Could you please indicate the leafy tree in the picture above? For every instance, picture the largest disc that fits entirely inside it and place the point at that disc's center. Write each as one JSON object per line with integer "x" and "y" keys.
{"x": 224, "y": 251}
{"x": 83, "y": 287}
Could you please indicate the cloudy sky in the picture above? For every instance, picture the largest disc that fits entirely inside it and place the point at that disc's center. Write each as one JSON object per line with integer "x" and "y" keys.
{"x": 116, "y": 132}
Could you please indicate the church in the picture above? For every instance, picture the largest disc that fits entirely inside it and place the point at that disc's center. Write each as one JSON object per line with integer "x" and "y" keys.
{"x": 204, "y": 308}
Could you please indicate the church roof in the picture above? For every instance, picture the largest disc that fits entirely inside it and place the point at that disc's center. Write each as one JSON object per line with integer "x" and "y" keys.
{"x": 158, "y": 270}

※ ※ ※

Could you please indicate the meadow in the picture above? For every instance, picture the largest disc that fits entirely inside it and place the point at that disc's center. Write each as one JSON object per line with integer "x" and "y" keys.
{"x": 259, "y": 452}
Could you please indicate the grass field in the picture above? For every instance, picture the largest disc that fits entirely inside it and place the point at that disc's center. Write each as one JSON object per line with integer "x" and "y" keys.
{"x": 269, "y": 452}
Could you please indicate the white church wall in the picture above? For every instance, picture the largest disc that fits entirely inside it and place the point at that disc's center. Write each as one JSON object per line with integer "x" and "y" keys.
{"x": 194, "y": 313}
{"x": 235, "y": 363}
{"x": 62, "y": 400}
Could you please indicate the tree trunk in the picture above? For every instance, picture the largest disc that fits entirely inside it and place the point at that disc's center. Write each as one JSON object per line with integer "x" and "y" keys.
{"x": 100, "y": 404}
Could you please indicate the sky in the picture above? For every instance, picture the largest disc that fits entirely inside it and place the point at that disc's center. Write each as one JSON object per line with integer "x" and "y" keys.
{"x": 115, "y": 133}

※ ※ ※

§ INSTRUCTIONS TO FOLLOW
Gather each line of the material above that contains the word "grass" and copy it in full.

§ RESPONSE TO THIS TASK
Could you please indicate the grass field in the picture above? For every instance, picture the largest disc that fits entirely inside it and place the point at that disc's center. Write each as one JSON object per line with integer "x" and "y" keys.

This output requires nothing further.